Dataset START
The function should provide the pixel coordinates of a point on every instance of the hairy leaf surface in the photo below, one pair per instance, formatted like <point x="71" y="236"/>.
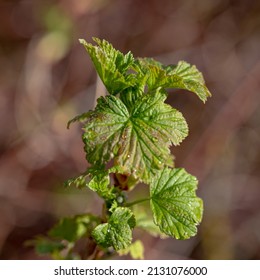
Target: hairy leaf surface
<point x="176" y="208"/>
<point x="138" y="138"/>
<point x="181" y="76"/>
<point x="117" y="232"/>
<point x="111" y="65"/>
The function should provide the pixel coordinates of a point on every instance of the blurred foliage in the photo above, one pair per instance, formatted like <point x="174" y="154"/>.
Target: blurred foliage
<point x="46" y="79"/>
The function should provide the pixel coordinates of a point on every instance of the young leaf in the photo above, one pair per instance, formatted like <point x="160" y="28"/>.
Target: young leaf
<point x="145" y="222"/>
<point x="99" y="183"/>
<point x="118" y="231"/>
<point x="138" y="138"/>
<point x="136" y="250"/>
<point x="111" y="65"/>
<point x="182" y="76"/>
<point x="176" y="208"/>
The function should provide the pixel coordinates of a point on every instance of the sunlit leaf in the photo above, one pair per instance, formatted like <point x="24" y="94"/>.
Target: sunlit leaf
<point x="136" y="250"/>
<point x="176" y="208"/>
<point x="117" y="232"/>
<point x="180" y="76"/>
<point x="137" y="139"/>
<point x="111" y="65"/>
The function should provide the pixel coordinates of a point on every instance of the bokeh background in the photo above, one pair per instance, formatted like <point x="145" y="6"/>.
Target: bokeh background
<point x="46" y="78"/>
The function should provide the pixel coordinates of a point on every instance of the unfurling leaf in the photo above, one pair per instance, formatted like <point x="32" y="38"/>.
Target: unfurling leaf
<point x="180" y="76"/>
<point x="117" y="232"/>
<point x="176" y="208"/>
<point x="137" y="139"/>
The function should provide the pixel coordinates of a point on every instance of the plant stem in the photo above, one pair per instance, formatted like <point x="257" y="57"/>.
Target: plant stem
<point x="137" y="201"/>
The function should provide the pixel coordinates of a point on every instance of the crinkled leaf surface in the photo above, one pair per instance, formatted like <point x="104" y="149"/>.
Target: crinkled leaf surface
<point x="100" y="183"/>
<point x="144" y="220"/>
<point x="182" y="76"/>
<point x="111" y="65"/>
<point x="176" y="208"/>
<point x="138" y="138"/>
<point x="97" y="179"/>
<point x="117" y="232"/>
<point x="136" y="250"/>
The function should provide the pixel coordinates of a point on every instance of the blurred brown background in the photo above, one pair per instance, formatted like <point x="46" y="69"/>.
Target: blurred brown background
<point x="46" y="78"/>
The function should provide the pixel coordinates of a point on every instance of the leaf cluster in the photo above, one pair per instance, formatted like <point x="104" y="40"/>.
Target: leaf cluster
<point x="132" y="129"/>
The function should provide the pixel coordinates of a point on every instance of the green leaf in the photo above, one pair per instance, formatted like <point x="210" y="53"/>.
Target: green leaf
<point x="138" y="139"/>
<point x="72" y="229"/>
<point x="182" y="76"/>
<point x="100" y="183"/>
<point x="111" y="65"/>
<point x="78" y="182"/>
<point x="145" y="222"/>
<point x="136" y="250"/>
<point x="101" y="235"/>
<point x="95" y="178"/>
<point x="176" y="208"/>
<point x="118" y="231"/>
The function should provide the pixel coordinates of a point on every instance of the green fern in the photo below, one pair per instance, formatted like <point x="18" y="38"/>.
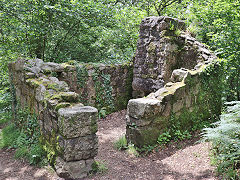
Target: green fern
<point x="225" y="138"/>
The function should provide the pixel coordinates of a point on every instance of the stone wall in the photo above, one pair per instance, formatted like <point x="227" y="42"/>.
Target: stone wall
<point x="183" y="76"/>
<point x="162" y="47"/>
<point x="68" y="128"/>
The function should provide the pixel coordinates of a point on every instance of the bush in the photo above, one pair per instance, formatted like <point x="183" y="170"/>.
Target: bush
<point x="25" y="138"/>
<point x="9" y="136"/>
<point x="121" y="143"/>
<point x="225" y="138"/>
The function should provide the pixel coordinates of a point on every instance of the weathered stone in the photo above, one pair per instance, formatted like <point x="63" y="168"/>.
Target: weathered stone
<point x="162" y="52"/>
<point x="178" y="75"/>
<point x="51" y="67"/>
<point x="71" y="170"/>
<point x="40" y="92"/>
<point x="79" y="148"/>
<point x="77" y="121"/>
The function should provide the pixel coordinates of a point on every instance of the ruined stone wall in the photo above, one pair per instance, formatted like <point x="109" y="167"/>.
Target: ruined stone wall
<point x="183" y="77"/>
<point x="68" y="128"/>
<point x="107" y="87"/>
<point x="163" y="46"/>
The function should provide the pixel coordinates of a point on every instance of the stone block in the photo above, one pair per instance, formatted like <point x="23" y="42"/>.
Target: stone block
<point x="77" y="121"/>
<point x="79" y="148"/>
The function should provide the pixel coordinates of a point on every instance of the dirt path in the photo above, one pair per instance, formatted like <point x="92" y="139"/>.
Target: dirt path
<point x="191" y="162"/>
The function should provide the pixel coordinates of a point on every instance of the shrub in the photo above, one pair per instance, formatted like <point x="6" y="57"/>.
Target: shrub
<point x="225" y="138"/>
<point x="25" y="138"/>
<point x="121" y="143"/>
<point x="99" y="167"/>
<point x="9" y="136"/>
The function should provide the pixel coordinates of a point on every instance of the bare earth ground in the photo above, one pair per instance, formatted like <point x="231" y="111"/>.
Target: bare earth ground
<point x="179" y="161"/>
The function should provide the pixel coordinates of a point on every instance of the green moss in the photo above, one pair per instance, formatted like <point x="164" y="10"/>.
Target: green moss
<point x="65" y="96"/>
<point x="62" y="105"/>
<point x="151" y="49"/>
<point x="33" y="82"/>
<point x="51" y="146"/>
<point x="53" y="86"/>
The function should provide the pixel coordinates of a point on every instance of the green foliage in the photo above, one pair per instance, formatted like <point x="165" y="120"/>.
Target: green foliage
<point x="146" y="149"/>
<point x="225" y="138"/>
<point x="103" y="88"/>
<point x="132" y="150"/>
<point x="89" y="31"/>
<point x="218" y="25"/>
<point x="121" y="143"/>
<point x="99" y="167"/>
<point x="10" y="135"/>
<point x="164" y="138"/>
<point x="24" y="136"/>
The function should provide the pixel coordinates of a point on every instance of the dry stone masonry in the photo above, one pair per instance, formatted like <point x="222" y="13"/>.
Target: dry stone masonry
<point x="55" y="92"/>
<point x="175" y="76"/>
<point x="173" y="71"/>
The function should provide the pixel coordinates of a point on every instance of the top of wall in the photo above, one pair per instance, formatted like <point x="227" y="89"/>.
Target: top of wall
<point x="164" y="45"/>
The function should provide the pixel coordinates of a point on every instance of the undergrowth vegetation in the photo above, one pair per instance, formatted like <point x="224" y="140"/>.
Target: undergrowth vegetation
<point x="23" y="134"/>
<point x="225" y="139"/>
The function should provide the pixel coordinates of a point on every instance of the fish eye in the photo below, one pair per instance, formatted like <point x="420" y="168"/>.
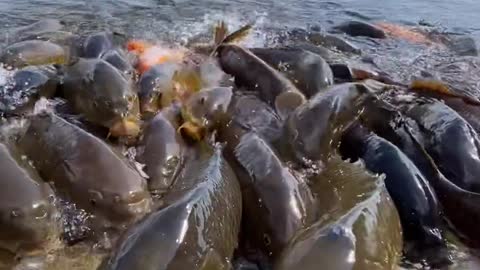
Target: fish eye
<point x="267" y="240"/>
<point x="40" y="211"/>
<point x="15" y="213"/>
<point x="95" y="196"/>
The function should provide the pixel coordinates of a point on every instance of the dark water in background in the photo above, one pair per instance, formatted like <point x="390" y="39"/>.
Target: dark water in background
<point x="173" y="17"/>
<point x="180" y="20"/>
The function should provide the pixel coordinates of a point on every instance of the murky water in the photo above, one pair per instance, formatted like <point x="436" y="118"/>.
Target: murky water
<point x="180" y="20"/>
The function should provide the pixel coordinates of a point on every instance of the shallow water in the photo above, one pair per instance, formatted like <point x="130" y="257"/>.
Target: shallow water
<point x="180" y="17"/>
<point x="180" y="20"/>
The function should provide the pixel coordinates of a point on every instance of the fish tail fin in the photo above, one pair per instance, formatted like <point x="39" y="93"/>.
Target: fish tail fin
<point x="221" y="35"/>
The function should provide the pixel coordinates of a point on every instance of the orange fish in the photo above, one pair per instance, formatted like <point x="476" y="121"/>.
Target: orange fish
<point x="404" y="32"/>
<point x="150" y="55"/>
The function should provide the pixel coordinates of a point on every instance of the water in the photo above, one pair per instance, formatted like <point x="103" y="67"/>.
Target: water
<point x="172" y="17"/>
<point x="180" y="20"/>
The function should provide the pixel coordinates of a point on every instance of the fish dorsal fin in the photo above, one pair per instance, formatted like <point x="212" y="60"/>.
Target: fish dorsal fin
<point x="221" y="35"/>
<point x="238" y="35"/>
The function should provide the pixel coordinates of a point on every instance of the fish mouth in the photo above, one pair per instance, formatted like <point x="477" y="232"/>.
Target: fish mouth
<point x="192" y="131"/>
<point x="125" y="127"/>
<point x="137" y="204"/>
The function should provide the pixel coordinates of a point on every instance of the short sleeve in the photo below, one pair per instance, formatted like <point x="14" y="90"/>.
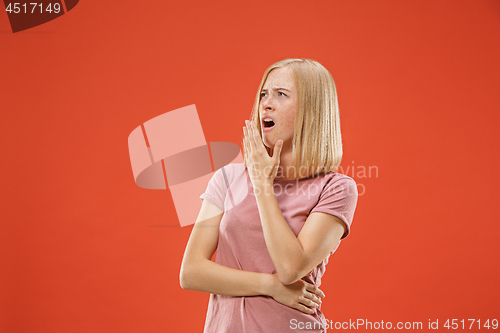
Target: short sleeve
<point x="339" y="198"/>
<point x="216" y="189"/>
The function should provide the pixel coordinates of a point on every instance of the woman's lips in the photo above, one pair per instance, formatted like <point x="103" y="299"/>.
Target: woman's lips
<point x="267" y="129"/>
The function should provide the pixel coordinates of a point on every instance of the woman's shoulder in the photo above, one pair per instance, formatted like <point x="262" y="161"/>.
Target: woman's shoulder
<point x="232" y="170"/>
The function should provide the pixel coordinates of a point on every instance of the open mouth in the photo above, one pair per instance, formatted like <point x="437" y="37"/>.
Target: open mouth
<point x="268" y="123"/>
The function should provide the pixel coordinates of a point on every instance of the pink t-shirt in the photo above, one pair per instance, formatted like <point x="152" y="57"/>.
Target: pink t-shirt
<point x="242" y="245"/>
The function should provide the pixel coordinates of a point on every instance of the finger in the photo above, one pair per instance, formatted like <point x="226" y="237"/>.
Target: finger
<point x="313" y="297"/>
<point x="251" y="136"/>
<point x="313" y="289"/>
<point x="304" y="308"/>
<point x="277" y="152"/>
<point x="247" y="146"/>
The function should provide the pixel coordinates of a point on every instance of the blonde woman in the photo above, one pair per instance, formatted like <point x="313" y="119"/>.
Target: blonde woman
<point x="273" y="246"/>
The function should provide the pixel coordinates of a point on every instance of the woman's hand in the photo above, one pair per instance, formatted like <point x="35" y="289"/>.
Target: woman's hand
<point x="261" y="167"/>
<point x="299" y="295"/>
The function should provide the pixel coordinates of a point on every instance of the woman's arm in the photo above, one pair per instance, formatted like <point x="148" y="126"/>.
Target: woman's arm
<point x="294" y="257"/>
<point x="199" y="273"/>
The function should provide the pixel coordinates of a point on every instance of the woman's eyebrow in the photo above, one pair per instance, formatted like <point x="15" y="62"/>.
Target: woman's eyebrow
Dataset END
**Activity**
Work through the entries, filtering for the string "eyebrow", and copy each line that holds it.

**Task response**
The function should provide the pixel coordinates of a point on every instance of the woman's eyebrow in the photo above, one pair per instance, formatted like <point x="15" y="62"/>.
Target: woman's eyebrow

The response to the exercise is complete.